** ESTRATTO **
A suggello della ricerca si è presentata per noi una occasione unica: visitare la Mostra a Palazzo Moriggia dedicata alle due paladine del femminismo di origine russa ma di italiana adozione e assistere al Convegno ad essa collegato. E’ stato un balzo all’indietro nel tempo che ci ha immersi nell’atmosfera un po’ cupa tra fine Ottocento e primo Novecento con il marchio tragico di due guerre mondiali.
Nella mattinata del 15 gennaio 2016 abbiamo analizzato, fotografato, letto numerosi documenti presenti relativi alle tre sezioni della Mostra: la sezione monografie e opuscoli con materiali relativi al tema della prima guerra mondiale e alla condizione femminile con le lotte per l’emancipazione delle due protagoniste. Qui abbiamo rinvenuto articoli e scritti di Anna Kuliscioff in particolare un giornale dal lei fondato nel 1912 e diretto fino al 1914, intitolato “La difesa delle lavoratrici” nel quale insiste sulla subordinazione femminile nella società e nella famiglia, secondo Lei l’inferiorità della donna non è un fatto antropologico ma un fatto di natura sociale.
L’emancipazione di classe e di sesso sono presupposti reciproci e procedono di pari passo sospinti da un’unica aspirazione di uguaglianza e giustizia; solo il lavoro sociale, retribuito alla pari dell’uomo, può portare la donna alla conquista della libertà, della dignità e del rispetto. Anna scriveva “tutti gli uomini, salvo poche eccezioni, e di qualunque classe sociale, considerano come fenomeno naturale il loro privilegio di sesso e lo difendono con una tenacia meravigliosa, chiamando in aiuto Dio, chiesa, scienza, etica e leggi vigenti, che non sono altro che la sanzione legale della prepotenza di una classe e di un sesso dominante”. Seguono ulteriori affermazioni molto severe “si potrebbe sostenere che il primo animale domestico dell’uomo è stata la donna, perché in condizioni dispari di lotta, esse rimaneva la vinta, ma vinta soltanto dalla forza brutale”. La polemica di Anna è diretta anche contro il Partito socialista che non si spende troppo per il voto femminile a causa (così almeno sostiene Turati suo compagno di vita) della “ancora pigra coscienza politica di classe delle masse proletarie femminili. Evidentemente il partito socialista dubitava che il voto alle donne avrebbe portato vantaggi elettorali.

(Record del dataset di puntamento)

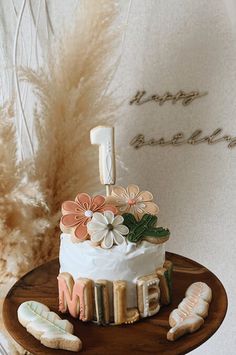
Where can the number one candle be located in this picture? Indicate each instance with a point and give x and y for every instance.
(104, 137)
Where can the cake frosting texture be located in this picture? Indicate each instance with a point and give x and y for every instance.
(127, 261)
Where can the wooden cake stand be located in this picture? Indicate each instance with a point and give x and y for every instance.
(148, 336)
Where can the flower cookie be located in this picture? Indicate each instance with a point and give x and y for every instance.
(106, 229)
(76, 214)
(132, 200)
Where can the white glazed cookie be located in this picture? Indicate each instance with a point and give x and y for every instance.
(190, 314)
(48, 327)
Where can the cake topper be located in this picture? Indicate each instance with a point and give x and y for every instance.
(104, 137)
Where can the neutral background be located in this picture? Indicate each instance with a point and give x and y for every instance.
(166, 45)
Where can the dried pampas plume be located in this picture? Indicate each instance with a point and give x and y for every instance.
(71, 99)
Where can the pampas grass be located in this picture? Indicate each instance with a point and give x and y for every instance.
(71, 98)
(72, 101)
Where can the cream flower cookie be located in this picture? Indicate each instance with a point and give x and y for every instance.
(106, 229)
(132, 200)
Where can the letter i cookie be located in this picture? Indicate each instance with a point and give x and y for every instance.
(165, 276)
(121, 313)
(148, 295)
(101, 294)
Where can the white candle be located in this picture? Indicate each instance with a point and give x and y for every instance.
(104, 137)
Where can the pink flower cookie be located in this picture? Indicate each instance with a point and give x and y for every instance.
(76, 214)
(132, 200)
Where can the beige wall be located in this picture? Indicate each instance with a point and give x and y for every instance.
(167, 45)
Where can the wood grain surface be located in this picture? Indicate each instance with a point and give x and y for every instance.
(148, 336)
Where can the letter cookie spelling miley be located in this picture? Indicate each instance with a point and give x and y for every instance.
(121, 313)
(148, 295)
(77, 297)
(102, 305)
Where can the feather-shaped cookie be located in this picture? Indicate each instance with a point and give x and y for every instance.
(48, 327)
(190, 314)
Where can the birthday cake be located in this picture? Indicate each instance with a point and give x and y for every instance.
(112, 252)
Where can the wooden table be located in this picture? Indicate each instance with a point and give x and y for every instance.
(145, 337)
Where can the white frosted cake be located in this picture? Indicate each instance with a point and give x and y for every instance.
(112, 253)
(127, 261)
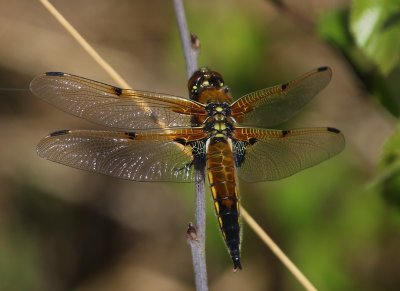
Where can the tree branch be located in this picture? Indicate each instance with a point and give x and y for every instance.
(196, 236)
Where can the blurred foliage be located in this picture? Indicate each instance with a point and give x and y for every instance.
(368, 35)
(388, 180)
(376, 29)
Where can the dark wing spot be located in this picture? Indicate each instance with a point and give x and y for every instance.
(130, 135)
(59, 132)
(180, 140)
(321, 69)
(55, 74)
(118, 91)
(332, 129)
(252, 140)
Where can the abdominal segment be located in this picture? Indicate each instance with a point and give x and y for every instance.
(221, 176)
--
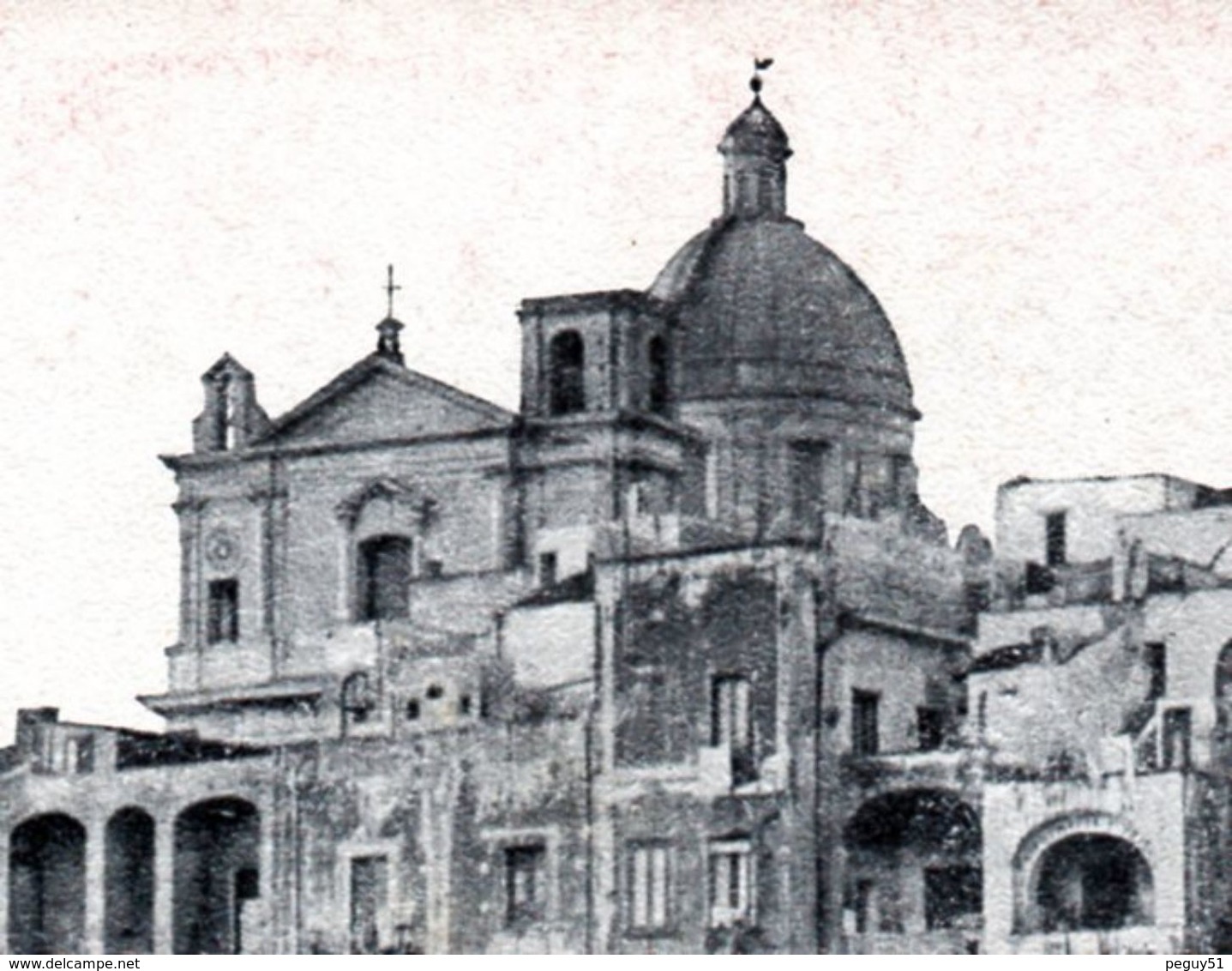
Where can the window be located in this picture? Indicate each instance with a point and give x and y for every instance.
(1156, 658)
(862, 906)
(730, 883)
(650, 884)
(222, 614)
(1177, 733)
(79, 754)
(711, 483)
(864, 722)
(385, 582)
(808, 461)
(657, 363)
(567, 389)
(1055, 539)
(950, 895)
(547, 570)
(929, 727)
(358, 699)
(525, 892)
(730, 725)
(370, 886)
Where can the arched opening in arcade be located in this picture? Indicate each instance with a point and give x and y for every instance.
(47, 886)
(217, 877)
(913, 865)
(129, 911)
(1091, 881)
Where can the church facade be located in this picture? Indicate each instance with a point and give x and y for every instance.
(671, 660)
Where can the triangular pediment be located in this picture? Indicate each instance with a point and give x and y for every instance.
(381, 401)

** CONSEGNA **
Riporta senza modifiche il passo dell'estratto che va da "Nella mattinata del" fino a "di natura sociale." compreso.

** SOLUZIONE **
Nella mattinata del 15 gennaio 2016 abbiamo analizzato, fotografato, letto numerosi documenti presenti relativi alle tre sezioni della Mostra: la sezione monografie e opuscoli con materiali relativi al tema della prima guerra mondiale e alla condizione femminile con le lotte per l’emancipazione delle due protagoniste. Qui abbiamo rinvenuto articoli e scritti di Anna Kuliscioff in particolare un giornale dal lei fondato nel 1912 e diretto fino al 1914, intitolato “La difesa delle lavoratrici” nel quale insiste sulla subordinazione femminile nella società e nella famiglia, secondo Lei l’inferiorità della donna non è un fatto antropologico ma un fatto di natura sociale.